Instruction 1:
Repeat the entries below word for word, starting at the first line of the entries and ending with the line that contains "317,140,360,147".
** start of Document **
DVA as a "record keeper"
14. Section 10 of the Act defines a "record keeper" to be an agency that is in possession or control of a record of personal information. According to this definition DVA is a record keeper.
IPPs which relate to DVA's role as a record keeper
15. The responsibilities of a record-keeper under the Privacy Act are set out in IPPs 4, 5, 6, 7, 8, 9, 10 and 11.
16. IPP 4 requires record keepers to protect personal information with reasonable security safeguards against loss, unauthorised access, use, modification, disclosure or other misuse. If it is necessary for the record to be given to a person who provides a service to the record keeper, (i.e. a consultant) then everything which is reasonably within the power of the record keeper must be done to prevent unauthorised use of the record.
17. IPP 5 requires record keepers to maintain an accessible record in the form of a register, of the kind of information held, the purposes for which the information is used, the controls which apply to its handling and details of how individuals may access their own files. This requirement is being met by the production of a Personal Information Digest.
18. Under IPPs 6 and 7 a person has, respectively, a right of access to, and correction of, personal information held by any agency, subject, of course, to exceptions contained in the Freedom of Information Act 1982, or any other law.
19. IPPs 8 and 9 require record keepers to check that information is accurate, up-to-date and complete prior to using it. Also, the use of information must be confined to the purposes for which it is relevant.
20. IPP 10 limits the use of personal information. Agencies may not use personal information for purposes other than those for which it was collected except:
.with the consent of the person;
.to prevent a serious and imminent threat to a person's life or health;
.as required or authorised by the law;
.where reasonably necessary for the enforcement of criminal or revenue laws; or
.for a directly related purpose.
21. Where the Department discloses personal information for the enforcement of criminal or revenue laws, or laws imposing a pecuniary penalty, a note to that effect must be put on the individual's file/record.
22. IPP 11 limits the disclosure of personal information outside an agency. The same exceptions apply as for IPP 10, with one addition: where the subject of the information is reasonably likely to be aware of the practice of disclosure.
Subsequent handling of forms by DVA staff
23. All staff should be aware that DVA's responsibilities under the Act do not end once the information contained in Departmental forms has been used for the purpose for which it was originally collected. Departmental forms are usually placed on file where they often remain for many years. As long as they remain on file and can be referred to by DVA, IPPs 4 to 11 inclusive must be observed by DVA staff.
** end of Document **
Instruction 2:
Reproduce the passage on DVA as a record keeper verbatim, starting at "16. IPP 4 requires" and ending at "Personal Information Digest.".
** start of Records to process **
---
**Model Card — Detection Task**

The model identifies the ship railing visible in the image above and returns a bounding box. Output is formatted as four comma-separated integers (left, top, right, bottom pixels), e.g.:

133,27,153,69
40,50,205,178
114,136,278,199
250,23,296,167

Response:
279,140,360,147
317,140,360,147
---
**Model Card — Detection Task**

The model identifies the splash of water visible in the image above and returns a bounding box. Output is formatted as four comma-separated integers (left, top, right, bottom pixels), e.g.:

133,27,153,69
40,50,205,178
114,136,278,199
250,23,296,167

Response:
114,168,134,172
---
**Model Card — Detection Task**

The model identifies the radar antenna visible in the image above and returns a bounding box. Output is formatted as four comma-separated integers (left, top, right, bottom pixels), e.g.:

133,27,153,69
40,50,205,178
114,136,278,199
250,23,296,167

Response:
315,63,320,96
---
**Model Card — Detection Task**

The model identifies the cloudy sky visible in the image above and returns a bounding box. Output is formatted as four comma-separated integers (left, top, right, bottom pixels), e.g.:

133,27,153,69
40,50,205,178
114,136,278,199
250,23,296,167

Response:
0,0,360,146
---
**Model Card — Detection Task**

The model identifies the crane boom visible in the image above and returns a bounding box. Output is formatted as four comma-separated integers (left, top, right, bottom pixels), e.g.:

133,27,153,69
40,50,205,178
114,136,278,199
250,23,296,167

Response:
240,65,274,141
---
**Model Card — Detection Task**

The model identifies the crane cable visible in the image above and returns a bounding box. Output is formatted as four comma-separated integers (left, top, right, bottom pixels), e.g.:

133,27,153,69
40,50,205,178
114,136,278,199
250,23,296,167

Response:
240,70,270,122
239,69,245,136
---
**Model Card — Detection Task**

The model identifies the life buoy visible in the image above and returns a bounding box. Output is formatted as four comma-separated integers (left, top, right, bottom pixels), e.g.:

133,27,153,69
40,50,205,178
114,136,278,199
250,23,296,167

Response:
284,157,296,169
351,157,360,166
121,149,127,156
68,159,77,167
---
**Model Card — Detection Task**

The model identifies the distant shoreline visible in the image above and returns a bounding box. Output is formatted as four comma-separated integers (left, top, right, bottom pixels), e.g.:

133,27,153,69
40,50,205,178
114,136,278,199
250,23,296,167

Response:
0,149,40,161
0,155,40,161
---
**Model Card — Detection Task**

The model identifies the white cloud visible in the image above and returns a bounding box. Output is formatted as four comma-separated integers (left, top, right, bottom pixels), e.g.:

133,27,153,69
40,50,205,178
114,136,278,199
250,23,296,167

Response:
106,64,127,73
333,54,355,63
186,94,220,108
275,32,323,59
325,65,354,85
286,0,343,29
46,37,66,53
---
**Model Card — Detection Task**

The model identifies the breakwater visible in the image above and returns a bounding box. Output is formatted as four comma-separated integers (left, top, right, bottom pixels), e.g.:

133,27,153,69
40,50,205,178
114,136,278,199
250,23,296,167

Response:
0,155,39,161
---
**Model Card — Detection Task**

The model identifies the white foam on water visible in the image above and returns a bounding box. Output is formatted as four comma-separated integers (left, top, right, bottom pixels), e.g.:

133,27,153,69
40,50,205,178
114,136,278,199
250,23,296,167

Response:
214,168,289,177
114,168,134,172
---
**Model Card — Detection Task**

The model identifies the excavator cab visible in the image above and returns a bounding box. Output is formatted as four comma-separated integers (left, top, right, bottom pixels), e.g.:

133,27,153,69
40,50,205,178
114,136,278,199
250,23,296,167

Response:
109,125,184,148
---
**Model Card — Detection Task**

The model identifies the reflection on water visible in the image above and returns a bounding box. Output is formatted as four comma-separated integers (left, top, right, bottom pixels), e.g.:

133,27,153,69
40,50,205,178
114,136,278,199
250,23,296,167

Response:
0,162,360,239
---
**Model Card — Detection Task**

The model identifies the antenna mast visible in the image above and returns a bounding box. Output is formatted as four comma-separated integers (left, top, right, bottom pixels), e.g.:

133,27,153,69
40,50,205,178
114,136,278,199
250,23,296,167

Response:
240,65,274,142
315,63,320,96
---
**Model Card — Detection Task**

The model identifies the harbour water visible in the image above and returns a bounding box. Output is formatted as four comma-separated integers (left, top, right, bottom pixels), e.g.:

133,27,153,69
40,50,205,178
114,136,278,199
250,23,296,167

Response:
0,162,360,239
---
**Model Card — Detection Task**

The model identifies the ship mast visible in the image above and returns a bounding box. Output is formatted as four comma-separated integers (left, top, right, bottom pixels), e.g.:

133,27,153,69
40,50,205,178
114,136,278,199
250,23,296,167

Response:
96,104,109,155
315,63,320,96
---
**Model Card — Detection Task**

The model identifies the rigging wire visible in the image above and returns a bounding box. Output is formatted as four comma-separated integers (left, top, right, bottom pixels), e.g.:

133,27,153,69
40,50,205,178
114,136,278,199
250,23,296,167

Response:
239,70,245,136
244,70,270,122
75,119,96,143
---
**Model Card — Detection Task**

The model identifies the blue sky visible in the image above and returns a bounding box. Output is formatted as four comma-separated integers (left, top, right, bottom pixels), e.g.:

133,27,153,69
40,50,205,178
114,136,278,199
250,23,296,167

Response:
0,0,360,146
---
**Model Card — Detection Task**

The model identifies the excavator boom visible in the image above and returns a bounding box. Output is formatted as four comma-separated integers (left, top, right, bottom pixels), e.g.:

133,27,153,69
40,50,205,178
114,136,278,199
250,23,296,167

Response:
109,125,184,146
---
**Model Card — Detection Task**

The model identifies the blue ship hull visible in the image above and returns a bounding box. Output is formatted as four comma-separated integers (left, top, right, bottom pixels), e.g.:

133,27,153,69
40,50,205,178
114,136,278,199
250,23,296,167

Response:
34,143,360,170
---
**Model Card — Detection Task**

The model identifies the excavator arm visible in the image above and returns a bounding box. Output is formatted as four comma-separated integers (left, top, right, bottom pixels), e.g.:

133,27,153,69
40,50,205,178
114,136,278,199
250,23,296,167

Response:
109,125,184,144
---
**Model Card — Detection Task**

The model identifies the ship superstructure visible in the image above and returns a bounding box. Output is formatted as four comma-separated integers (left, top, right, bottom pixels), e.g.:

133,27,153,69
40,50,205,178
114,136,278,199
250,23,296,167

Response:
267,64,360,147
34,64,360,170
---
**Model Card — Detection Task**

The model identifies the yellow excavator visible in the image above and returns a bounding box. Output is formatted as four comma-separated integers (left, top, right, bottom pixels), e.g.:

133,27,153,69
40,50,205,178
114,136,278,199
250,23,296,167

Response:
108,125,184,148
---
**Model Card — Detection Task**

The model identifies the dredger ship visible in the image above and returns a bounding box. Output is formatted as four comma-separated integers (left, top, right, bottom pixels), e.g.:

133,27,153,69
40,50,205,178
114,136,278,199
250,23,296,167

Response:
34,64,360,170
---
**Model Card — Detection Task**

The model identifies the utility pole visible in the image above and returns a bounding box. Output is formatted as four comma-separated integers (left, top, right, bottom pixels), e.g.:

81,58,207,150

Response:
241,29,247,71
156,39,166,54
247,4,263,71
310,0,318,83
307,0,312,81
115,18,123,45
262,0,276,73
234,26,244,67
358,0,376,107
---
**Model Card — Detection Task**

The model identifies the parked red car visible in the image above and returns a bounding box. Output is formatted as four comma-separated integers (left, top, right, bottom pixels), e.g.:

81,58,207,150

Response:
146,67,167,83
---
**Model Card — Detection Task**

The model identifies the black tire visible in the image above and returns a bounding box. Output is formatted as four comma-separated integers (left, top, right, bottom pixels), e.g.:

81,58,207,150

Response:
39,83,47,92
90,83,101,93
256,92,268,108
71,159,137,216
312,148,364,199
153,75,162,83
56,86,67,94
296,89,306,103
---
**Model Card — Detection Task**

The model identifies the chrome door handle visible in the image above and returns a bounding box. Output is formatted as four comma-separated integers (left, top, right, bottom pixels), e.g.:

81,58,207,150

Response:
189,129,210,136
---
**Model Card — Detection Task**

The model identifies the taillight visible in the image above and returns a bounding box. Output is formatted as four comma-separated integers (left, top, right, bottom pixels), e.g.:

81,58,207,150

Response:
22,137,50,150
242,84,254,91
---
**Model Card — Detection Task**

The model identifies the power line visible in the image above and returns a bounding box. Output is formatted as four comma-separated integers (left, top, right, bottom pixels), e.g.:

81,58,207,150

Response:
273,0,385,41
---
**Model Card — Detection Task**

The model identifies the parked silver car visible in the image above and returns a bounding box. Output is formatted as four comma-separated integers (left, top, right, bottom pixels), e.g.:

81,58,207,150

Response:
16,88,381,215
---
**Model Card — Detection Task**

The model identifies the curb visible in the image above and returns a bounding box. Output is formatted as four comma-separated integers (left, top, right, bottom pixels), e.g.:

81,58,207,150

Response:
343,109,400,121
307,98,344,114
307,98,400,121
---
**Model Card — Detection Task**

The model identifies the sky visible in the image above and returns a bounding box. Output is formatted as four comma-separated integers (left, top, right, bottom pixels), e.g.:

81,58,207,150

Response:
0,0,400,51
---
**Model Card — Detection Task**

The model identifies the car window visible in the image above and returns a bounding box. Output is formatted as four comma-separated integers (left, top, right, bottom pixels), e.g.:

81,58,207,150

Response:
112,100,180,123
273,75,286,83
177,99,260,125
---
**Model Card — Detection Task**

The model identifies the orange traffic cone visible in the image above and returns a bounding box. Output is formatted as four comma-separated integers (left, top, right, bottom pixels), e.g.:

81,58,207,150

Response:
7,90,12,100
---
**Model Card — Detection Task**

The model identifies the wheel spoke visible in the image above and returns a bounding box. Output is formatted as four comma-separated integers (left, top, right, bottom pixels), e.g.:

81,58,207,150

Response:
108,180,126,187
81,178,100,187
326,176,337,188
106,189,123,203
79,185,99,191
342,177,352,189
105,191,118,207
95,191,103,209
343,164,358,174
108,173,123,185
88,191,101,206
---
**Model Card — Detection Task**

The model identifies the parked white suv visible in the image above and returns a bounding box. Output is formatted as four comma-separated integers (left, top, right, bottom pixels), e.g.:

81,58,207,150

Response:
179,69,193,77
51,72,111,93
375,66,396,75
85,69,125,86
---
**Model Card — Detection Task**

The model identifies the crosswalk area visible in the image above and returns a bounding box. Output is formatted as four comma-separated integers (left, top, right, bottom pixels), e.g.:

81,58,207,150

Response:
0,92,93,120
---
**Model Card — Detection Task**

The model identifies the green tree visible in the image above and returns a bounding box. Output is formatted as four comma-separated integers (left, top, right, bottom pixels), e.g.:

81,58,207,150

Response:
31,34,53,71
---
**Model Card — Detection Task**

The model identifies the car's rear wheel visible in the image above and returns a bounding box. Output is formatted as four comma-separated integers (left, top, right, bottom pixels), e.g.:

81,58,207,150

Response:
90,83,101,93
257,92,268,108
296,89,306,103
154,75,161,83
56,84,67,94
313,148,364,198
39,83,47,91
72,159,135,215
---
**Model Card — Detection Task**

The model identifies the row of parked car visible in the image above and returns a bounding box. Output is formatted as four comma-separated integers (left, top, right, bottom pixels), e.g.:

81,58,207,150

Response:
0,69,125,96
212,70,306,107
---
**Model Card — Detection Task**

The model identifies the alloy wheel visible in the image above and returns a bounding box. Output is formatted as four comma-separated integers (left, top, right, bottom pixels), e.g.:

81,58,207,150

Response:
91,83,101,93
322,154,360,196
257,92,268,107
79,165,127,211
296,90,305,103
** end of Records to process **
Full output 1:
---
**Model Card — Detection Task**

The model identifies the ship railing visible in the image above and returns a bounding box. Output is formatted as four comma-separated integers (left, top, right, bottom pixels), e.g.:

133,27,153,69
40,50,205,178
114,136,278,199
250,23,296,167

Response:
279,140,360,147
317,140,360,147

Full output 2:
16. IPP 4 requires record keepers to protect personal information with reasonable security safeguards against loss, unauthorised access, use, modification, disclosure or other misuse. If it is necessary for the record to be given to a person who provides a service to the record keeper, (i.e. a consultant) then everything which is reasonably within the power of the record keeper must be done to prevent unauthorised use of the record.
17. IPP 5 requires record keepers to maintain an accessible record in the form of a register, of the kind of information held, the purposes for which the information is used, the controls which apply to its handling and details of how individuals may access their own files. This requirement is being met by the production of a Personal Information Digest.